What this task involves → Each line in the records below, from the one that contains "[[106, 437]]" to the one that contains "Check that every instance of the black bow", should be reproduced exactly, the first and last included.

[Data items]
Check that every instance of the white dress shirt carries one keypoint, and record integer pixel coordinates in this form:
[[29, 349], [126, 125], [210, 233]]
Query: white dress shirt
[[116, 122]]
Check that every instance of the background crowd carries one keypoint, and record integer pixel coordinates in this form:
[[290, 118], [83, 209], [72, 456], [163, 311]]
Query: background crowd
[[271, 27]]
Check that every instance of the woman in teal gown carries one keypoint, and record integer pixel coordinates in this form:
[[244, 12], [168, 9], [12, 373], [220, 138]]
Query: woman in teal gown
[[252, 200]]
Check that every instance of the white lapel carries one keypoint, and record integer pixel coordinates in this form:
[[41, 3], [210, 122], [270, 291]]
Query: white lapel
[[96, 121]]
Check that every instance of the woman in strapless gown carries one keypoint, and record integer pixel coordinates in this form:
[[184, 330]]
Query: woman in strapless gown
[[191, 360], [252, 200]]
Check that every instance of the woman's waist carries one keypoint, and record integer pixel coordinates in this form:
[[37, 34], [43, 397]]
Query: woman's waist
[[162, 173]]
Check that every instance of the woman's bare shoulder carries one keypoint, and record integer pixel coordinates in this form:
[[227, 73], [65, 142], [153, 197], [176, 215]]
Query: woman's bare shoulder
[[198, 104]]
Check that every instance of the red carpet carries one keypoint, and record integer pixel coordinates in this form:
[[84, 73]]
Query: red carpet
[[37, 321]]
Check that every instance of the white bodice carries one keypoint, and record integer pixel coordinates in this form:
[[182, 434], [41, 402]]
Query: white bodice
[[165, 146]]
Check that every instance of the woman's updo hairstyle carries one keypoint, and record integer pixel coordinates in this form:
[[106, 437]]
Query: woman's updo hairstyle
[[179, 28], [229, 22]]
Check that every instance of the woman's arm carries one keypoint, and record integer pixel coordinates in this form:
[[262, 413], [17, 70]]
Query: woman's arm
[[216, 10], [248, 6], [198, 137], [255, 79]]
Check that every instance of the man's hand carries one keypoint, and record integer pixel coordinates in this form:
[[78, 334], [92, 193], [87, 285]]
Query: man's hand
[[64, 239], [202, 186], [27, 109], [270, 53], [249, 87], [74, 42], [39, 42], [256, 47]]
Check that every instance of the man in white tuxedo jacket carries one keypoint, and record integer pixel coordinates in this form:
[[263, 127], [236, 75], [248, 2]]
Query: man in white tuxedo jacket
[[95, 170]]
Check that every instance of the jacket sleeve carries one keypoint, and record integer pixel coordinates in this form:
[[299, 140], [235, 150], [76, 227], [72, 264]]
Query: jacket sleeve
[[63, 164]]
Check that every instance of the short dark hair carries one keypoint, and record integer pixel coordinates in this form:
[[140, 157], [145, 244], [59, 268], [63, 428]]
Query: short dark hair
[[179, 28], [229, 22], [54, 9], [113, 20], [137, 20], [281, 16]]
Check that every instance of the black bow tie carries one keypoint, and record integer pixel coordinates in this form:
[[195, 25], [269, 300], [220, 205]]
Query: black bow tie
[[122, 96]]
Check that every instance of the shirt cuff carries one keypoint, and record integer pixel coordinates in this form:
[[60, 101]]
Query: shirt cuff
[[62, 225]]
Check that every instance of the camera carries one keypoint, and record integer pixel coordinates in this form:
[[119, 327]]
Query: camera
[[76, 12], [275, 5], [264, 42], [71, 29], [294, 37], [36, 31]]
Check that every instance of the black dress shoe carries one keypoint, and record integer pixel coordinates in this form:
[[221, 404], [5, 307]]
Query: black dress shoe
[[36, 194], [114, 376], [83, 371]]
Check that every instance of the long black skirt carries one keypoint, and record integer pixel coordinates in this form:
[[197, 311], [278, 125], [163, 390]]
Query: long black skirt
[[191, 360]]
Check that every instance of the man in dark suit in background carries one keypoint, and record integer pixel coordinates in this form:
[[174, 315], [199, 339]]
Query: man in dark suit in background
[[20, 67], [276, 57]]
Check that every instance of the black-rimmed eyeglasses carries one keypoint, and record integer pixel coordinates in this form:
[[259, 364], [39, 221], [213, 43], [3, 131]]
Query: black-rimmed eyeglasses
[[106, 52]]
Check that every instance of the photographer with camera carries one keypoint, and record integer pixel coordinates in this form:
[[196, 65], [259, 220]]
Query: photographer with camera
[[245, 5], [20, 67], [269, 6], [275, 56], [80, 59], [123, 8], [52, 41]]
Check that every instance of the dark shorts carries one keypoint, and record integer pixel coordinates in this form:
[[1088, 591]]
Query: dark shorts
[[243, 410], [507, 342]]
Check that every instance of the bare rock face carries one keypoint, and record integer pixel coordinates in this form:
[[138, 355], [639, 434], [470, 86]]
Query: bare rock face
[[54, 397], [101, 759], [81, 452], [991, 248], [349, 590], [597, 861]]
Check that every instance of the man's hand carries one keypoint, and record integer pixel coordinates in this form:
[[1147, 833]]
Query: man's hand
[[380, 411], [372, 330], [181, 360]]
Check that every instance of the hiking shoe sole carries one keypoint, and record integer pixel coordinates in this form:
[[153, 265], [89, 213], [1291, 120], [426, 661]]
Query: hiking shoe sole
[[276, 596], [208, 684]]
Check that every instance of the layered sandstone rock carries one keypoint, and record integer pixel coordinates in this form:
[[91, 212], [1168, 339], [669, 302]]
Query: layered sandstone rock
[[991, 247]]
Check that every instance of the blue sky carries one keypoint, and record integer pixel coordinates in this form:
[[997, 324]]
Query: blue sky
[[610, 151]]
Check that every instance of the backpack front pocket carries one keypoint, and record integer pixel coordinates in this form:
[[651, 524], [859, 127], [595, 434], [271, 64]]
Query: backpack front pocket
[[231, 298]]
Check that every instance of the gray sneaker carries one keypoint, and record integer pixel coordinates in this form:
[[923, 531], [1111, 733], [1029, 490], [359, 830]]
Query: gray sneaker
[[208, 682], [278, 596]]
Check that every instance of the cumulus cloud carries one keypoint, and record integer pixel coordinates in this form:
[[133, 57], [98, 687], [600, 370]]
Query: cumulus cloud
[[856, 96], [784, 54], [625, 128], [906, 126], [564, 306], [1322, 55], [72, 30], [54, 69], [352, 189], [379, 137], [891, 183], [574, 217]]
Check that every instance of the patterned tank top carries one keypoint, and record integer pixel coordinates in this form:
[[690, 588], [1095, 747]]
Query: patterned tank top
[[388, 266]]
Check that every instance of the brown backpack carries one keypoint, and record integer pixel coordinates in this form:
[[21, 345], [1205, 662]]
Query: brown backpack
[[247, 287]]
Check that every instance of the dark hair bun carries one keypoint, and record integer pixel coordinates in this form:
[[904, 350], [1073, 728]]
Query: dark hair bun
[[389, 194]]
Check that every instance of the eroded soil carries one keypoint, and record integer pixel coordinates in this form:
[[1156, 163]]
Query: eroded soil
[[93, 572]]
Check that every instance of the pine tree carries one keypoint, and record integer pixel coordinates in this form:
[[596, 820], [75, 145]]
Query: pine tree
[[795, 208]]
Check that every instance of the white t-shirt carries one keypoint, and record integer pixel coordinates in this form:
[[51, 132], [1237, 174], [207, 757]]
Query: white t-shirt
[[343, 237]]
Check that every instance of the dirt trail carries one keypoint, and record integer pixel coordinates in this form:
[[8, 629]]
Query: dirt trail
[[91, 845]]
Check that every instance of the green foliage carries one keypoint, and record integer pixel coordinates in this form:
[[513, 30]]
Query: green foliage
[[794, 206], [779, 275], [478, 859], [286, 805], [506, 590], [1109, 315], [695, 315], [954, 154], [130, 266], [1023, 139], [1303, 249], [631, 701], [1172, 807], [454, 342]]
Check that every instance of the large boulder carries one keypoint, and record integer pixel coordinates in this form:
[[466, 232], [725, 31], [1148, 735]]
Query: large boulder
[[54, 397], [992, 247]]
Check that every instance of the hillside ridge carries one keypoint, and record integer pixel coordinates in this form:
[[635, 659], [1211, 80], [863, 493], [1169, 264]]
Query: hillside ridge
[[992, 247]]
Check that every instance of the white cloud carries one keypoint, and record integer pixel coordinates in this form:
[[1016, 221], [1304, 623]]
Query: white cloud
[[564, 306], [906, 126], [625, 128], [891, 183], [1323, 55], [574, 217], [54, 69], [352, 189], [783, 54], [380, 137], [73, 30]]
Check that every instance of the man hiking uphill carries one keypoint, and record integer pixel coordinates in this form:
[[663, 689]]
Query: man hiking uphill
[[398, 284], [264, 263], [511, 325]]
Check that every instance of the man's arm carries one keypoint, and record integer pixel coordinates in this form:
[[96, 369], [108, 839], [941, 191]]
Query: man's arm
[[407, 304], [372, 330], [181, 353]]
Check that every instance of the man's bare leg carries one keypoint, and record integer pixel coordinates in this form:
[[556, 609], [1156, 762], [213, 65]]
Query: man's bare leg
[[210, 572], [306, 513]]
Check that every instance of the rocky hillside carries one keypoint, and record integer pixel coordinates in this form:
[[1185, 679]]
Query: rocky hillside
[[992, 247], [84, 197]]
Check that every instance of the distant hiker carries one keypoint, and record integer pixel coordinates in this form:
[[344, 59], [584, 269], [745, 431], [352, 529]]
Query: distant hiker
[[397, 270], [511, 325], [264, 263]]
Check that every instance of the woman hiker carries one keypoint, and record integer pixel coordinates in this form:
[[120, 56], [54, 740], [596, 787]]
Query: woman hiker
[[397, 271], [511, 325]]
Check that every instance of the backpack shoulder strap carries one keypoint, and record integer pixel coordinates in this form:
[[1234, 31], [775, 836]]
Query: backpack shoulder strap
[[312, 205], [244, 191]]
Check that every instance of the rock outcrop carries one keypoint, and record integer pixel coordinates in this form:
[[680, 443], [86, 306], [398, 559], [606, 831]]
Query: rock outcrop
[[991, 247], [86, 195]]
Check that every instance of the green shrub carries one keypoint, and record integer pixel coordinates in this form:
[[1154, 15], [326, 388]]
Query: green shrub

Written solution →
[[106, 437]]
Query: woman's updo hairstyle
[[179, 28], [229, 22]]
Check that every instance of the woman's arm carries one keypoint, and record integer pixel coordinates in this form:
[[262, 413], [17, 70]]
Query: woman's arm
[[216, 10], [248, 6], [198, 137], [255, 79]]
Check that every instance of the man's hand carries one keypoint, and record integer pixel coordinates in this form:
[[78, 334], [92, 193], [87, 285]]
Query: man's hand
[[64, 239], [202, 186], [27, 109], [270, 53], [249, 87], [74, 42], [39, 42], [256, 47]]
Check that every instance of the man in white tuxedo jacket carries one keypoint, and record integer pixel coordinates in this form:
[[263, 127], [236, 75], [248, 2]]
Query: man in white tuxedo jacket
[[95, 170]]
Check that every instance of the jacket sleeve carries one keypoint, and record integer pixel coordinates in this form:
[[299, 140], [235, 150], [76, 227], [72, 264]]
Query: jacket sleeve
[[63, 164]]
Check that every instance of the short dark hair carries one keypoint, and record integer pixel coordinates in this form:
[[140, 157], [145, 244], [59, 268], [63, 428]]
Query: short dark hair
[[179, 28], [229, 22], [54, 9], [113, 20], [137, 20], [281, 16]]
Check that every instance of the black bow tie carries one keypoint, and record integer pixel coordinates in this form:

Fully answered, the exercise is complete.